>> Start GIVEN RECORDS

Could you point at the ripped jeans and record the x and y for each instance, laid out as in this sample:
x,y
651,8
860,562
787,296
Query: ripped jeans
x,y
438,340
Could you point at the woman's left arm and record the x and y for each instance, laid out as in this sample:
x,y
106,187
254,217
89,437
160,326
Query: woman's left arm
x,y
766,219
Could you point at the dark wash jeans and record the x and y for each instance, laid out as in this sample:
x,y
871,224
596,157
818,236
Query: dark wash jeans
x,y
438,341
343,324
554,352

>> End GIVEN RECORDS

» **TASK DETAILS**:
Rewrite the listing with every occurrence of "record" replaced by "write down", leaving all other text unchanged.

» **TASK RESULT**:
Could you point at the ripped jeans and write down the x and y for each instance, laid out as in this sample:
x,y
651,8
860,562
787,296
Query: ripped jeans
x,y
438,340
Could you point at the woman's left arm and write down the x and y for each instance, laid out as in this sample:
x,y
106,187
254,217
89,437
160,326
Query: woman's left arm
x,y
766,219
Could you point at the dark wash jeans and write down the x and y for each instance, laid out as in this sample:
x,y
871,224
596,157
818,236
Query: dark wash jeans
x,y
438,341
343,324
554,352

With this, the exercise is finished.